Exercise requirements: Print the whole listing below again, exactly as given.

(Input data)

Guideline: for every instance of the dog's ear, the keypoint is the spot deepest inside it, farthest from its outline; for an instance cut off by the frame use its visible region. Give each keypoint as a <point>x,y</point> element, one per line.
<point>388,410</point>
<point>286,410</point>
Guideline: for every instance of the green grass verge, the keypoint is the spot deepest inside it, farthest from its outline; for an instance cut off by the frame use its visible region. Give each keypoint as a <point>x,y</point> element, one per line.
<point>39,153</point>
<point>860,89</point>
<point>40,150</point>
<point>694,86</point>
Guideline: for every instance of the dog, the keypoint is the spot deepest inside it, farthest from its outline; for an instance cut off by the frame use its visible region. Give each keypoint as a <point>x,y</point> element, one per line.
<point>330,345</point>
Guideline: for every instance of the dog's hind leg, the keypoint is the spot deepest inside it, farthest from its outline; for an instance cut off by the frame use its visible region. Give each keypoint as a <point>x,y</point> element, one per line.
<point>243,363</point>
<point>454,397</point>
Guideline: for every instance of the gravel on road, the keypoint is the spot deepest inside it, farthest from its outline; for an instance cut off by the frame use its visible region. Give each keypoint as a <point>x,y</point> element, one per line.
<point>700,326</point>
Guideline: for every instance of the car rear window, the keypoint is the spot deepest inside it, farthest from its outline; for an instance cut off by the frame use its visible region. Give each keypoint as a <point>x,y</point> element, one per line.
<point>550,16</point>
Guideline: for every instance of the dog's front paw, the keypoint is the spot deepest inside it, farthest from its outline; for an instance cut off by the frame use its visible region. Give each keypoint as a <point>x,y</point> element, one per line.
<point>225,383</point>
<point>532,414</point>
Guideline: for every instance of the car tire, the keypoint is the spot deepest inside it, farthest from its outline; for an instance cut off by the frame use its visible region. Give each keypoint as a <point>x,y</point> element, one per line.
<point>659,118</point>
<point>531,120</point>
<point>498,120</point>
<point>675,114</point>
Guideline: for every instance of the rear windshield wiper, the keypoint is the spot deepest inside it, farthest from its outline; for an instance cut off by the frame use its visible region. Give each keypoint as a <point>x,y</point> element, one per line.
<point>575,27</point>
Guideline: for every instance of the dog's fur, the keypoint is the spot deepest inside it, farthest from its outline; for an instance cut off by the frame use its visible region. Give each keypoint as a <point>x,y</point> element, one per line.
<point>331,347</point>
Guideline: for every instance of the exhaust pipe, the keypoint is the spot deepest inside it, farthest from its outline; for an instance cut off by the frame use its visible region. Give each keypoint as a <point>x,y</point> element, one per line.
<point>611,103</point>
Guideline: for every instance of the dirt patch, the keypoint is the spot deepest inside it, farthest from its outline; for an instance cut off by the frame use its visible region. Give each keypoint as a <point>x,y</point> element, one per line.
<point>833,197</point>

(End Input data)

Response to the task:
Guideline: for every instance of the dog's ear, the keypoint is the spot deepest inside it, farthest from its outline; for an instance cut off by the frame use its visible region. Give each keypoint as a <point>x,y</point> element, one per line.
<point>388,410</point>
<point>286,410</point>
Guideline: for every instance of the green grass verge, the keypoint is the spot deepest inside it, farthest from its outline; for an instance cut off by the frame use its visible region. Give each keypoint as a <point>x,y</point> element, one per line.
<point>39,153</point>
<point>860,89</point>
<point>40,150</point>
<point>694,86</point>
Guideline: for every instance of the dog, the keypoint is the spot deepest inside it, farthest from its outline; for an instance cut off by the frame use its visible region. Give each keypoint as a <point>x,y</point> element, one per line.
<point>330,345</point>
Guideline: for every instance of the dog's hind leg, the keypoint is the spot deepest inside it, farthest from its outline; for an instance cut off by the frame use its visible region. Give each keypoint as a <point>x,y</point> element, one per line.
<point>243,363</point>
<point>454,397</point>
Guideline: for every instance of the gravel on road, the keypoint is the spot deepest inside it, farthest from its outline; for an instance cut off by the frame use its visible region. Give each keypoint as a <point>x,y</point> element, one per line.
<point>700,326</point>
Guideline: for every instance of the car rear window, the keypoint is the spot deepest inside it, farthest from its outline; for an instance cut off by the frame use its visible region. Give each keypoint as a <point>x,y</point> element, one per line.
<point>550,16</point>
Guideline: for every instance of the dog's front paw, the keypoint is the spot deepest inside it, farthest from its outline; for an instance cut off by the frame use its visible region. Give each keypoint as a <point>x,y</point> element, one per line.
<point>225,383</point>
<point>532,414</point>
Guideline: for every instance of the car tire, the keypoint is the spot deepest inside it, farthest from its outline; for an instance cut off by the frame use its visible region. Give each keypoint as a <point>x,y</point> element, one per line.
<point>659,118</point>
<point>531,120</point>
<point>498,120</point>
<point>675,114</point>
Guideline: for every instance of the rear windshield wiper, the keypoint is the spot deepest inside it, farthest from its outline; for an instance cut off by the frame use its visible region. Give each keypoint as a <point>x,y</point> element, one per line.
<point>575,27</point>
Guideline: for every instance of the dog's fur, the keypoint is the spot deepest inside it, farthest from its outline; for an instance cut off by the frame use its visible region. Give each keypoint as a <point>x,y</point> element, one per line.
<point>331,347</point>
Guideline: for every instance of the exhaust pipe, the keypoint is the spot deepest inside it, farthest from its outline; for an instance cut off by the frame use its visible region. Give each keypoint as a <point>x,y</point> element, one per line.
<point>611,103</point>
Guideline: for every instance of the dirt patch, the keypoint is the spot deepest inside it, farthest from its outline; for an instance cut off by the frame use its visible region. Give each keypoint as a <point>x,y</point> element, one per line.
<point>833,197</point>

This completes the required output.